* EXERCISE DATA:
(begin)

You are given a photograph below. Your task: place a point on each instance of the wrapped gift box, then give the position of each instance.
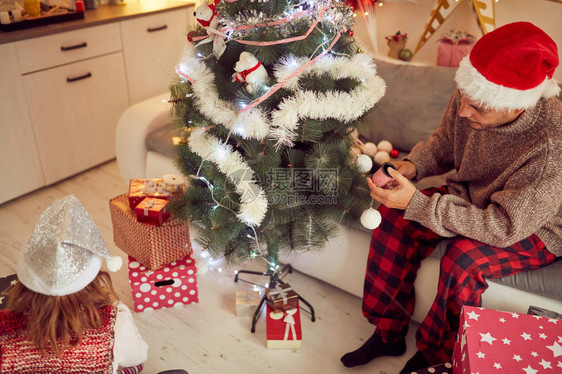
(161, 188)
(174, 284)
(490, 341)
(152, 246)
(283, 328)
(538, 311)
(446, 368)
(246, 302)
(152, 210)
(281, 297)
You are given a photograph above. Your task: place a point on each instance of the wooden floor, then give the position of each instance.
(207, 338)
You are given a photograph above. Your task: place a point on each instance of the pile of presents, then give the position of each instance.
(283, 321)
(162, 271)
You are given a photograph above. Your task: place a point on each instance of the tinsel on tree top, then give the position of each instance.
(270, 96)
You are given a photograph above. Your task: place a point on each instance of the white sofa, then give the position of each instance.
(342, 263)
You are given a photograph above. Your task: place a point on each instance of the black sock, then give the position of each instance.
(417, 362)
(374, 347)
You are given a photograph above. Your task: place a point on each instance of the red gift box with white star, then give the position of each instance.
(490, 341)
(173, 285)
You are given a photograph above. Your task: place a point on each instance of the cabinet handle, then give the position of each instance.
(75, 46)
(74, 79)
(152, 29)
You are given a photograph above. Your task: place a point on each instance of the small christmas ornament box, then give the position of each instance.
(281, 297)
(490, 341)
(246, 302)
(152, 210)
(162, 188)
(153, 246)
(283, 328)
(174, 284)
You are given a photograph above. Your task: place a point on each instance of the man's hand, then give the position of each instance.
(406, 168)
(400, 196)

(end)
(begin)

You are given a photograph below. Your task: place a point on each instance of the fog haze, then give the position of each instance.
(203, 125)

(end)
(begin)

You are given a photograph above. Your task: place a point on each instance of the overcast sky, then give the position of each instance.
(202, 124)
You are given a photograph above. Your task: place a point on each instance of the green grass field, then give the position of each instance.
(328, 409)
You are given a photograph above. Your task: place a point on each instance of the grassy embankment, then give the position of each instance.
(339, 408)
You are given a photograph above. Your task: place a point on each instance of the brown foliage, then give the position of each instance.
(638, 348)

(end)

* DIRECTIVE:
Gather each line in the rows above that contains the string "white" and copy it out. Case counts.

* OUTPUT FOR THIS TASK:
You are given a photograph above. Your task: place a point on each instance of the white sofa, then give the position of each instance.
You are given a photograph above. Your task: place a point on each instance of the red gift box with white star, then give the position of each instance.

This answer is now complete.